Exercise instructions
Every record needs to be set down again without a single difference.

Records provided
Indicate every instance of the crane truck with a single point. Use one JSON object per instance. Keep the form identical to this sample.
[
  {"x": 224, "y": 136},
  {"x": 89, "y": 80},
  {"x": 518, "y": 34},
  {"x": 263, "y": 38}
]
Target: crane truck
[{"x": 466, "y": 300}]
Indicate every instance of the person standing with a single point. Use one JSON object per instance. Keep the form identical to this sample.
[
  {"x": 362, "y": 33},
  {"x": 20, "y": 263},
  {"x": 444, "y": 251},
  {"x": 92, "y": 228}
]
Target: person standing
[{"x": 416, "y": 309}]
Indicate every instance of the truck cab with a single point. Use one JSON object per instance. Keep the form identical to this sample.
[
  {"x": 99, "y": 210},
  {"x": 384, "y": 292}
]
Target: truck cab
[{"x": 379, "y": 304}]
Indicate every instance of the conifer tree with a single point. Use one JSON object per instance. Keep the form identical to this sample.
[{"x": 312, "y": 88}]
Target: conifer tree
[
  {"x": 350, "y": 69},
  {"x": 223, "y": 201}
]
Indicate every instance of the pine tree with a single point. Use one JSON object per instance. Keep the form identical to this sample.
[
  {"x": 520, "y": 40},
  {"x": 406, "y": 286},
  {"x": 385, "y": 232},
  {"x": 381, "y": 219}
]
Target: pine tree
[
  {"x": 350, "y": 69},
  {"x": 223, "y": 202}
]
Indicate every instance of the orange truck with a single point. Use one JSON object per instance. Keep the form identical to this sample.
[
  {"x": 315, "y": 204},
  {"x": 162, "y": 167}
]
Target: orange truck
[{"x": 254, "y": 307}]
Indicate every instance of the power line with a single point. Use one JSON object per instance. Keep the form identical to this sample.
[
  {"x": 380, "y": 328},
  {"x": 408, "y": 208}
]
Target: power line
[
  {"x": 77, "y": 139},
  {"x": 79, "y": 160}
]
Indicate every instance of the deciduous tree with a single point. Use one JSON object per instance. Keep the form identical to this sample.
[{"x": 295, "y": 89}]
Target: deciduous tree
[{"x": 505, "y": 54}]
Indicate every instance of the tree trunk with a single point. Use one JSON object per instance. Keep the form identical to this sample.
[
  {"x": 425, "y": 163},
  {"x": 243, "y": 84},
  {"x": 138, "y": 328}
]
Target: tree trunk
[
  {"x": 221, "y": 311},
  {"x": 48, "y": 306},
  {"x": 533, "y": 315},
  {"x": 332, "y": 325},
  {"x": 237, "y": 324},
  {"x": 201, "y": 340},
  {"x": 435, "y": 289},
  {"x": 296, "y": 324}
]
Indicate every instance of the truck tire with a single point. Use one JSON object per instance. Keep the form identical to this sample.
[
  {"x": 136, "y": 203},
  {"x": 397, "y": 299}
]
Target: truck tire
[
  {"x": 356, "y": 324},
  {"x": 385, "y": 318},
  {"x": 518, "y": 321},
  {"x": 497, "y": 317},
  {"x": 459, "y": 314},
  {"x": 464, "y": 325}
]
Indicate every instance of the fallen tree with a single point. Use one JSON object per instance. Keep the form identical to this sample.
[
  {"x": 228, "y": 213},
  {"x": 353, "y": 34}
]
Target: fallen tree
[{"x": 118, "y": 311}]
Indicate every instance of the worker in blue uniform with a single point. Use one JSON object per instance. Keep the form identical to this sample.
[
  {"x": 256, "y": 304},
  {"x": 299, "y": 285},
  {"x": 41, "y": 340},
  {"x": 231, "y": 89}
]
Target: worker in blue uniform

Answer area
Indicate every instance of the crane truck with a single point. Use one JSON object per instance. Keep the form identical to this sample.
[
  {"x": 224, "y": 136},
  {"x": 89, "y": 80},
  {"x": 518, "y": 34},
  {"x": 263, "y": 38}
]
Target: crane truck
[{"x": 466, "y": 300}]
Indicate every instance of the person standing with a single point. Use one JSON object per instance. Keep the form identical to this sample.
[
  {"x": 362, "y": 33},
  {"x": 20, "y": 263},
  {"x": 444, "y": 251},
  {"x": 92, "y": 228}
]
Target: person standing
[{"x": 416, "y": 309}]
Indicate every instance of the truck cab with a single point. Use one JSON object per instance. Keep the form identical to this sample.
[
  {"x": 99, "y": 210},
  {"x": 384, "y": 292}
]
Target: truck cab
[{"x": 379, "y": 304}]
Indicate every instance of the conifer tree with a single point. Use one JSON object per instance. Keep the form identical to this sample.
[{"x": 312, "y": 88}]
Target: conifer tree
[
  {"x": 350, "y": 69},
  {"x": 223, "y": 201}
]
Indicate every instance of the pine tree with a single point. Use one JSON object per instance. Keep the form identical to this sample.
[
  {"x": 520, "y": 40},
  {"x": 406, "y": 286},
  {"x": 385, "y": 232},
  {"x": 381, "y": 219}
]
Target: pine tree
[
  {"x": 350, "y": 69},
  {"x": 223, "y": 202}
]
Indicate every instance of the orange truck with a single point. Use one JSON object per instance. Keep the form identical to this sample.
[
  {"x": 315, "y": 204},
  {"x": 162, "y": 167}
]
Target: orange truck
[{"x": 254, "y": 307}]
Indicate every instance of the power line with a single point. Use one JSON object per instance. Keep the form identical to this sample.
[
  {"x": 380, "y": 328},
  {"x": 408, "y": 208}
]
Target: power line
[
  {"x": 77, "y": 139},
  {"x": 79, "y": 160}
]
Indicate every instance of the deciduous tree with a single point. Use one JSON object per instance. Keep the form identical to this sample.
[{"x": 295, "y": 89}]
Target: deciduous tree
[{"x": 505, "y": 54}]
Indicate every instance of the tree trunk with a single point. Use one JSON object per instance. Keep the form identical to this sample.
[
  {"x": 425, "y": 163},
  {"x": 243, "y": 84},
  {"x": 138, "y": 328}
]
Target: tree trunk
[
  {"x": 221, "y": 311},
  {"x": 48, "y": 306},
  {"x": 533, "y": 315},
  {"x": 332, "y": 325},
  {"x": 237, "y": 324},
  {"x": 201, "y": 340},
  {"x": 435, "y": 289},
  {"x": 296, "y": 324}
]
Indicate every instance of the truck tire with a single point. Use one JSON object per instance. Keep the form identical to this sample.
[
  {"x": 136, "y": 203},
  {"x": 397, "y": 299}
]
Target: truck tire
[
  {"x": 356, "y": 324},
  {"x": 385, "y": 318},
  {"x": 518, "y": 321},
  {"x": 497, "y": 317},
  {"x": 459, "y": 314},
  {"x": 464, "y": 325}
]
Indicate every instance of the fallen tree with a single point. Use one JSON object per instance. Keep the form identical to this sample.
[
  {"x": 228, "y": 213},
  {"x": 353, "y": 34}
]
Target: fallen tree
[{"x": 118, "y": 311}]
Indicate every instance of the worker in blue uniform with a single point. Use one JSON object per instance. Keep the form identical to this sample.
[
  {"x": 256, "y": 304},
  {"x": 299, "y": 285},
  {"x": 41, "y": 340},
  {"x": 231, "y": 89}
]
Target: worker in blue uniform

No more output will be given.